Your goal
Extract the complete listing and output it unchanged.

Data excerpts
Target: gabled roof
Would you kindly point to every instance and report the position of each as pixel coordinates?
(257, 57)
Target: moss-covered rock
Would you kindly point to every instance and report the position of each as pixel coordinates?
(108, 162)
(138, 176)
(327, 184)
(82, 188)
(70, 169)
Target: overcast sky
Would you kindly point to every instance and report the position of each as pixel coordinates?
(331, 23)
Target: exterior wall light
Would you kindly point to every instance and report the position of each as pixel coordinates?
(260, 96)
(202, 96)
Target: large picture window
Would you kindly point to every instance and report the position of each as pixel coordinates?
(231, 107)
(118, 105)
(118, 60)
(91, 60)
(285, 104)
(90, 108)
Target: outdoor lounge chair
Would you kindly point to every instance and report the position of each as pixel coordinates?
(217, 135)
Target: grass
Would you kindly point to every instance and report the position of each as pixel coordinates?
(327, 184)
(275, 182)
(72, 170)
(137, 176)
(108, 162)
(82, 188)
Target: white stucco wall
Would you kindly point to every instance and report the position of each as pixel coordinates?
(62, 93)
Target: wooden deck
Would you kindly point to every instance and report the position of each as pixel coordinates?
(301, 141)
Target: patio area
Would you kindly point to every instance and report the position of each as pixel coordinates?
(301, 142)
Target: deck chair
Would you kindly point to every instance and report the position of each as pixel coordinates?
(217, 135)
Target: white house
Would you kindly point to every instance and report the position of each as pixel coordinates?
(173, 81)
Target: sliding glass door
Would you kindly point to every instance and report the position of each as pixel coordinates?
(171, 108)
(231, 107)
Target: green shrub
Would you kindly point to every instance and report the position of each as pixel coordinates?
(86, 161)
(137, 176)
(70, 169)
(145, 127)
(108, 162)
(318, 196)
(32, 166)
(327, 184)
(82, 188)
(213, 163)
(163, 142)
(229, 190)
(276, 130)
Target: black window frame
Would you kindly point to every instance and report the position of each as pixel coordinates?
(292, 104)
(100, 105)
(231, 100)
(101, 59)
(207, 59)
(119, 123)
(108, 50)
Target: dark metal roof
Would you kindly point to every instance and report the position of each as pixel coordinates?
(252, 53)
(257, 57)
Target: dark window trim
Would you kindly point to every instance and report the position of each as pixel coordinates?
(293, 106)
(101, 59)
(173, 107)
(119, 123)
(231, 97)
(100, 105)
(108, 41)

Output of the task
Target: gabled roof
Would you kindly point to every instance and report the position of each as pixel coordinates?
(257, 57)
Target: moss-covered rock
Would you kindly point to every instance and report the position of each as pixel coordinates?
(108, 162)
(138, 176)
(327, 184)
(82, 188)
(70, 169)
Target: overcast sky
Would you kindly point to every instance and report the position of each as pixel coordinates?
(331, 23)
Target: exterior wall light
Would you kindly point to every instance and report the position of each as pixel coordinates?
(260, 96)
(202, 96)
Target: large picture window
Would you kindly point to every instance and report the position of each as pixel coordinates?
(231, 107)
(118, 105)
(118, 60)
(91, 60)
(285, 104)
(90, 108)
Target: outdoor lounge chair
Would you kindly point to every instance and report the position of each as pixel coordinates?
(217, 135)
Target: grass
Would you kindly point to every instance and report the position of each as pixel coordinates?
(327, 184)
(275, 182)
(72, 170)
(137, 176)
(108, 162)
(82, 188)
Target: white stucco wall
Would you kindly point to every instance and report the position of each as pixel coordinates?
(62, 93)
Target: wooden deck
Would you kindly point to every instance and report the position of each as pixel coordinates?
(301, 141)
Target: patio area
Would you kindly point to every instance and report the position of each as pixel coordinates?
(301, 142)
Target: deck chair
Would you kindly point to every instance and report the position of each as pixel coordinates?
(217, 135)
Target: white house
Would you kindly point to every instance and report the position of each as pixel coordinates?
(173, 81)
Target: sliding glass door
Would you kindly point to every instance and report the position of each as pixel coordinates?
(171, 108)
(231, 107)
Target: green shrub
Would you kindly point to every instance and report the position of each as pixel coordinates?
(86, 161)
(137, 176)
(70, 169)
(145, 127)
(108, 162)
(318, 196)
(32, 166)
(327, 184)
(82, 188)
(213, 163)
(163, 142)
(229, 190)
(276, 130)
Target: black window frame
Would you kindly point to every instance and report the position of each as pixel coordinates?
(292, 104)
(100, 105)
(231, 100)
(101, 59)
(207, 59)
(119, 123)
(108, 50)
Target: dark metal roof
Would you kindly point to every instance and report the position of each as pixel coordinates?
(252, 53)
(257, 57)
Target: dark window trim
Would you kindly point to every instance and report the position of each as pixel coordinates?
(293, 106)
(101, 59)
(173, 107)
(119, 123)
(231, 97)
(100, 105)
(108, 41)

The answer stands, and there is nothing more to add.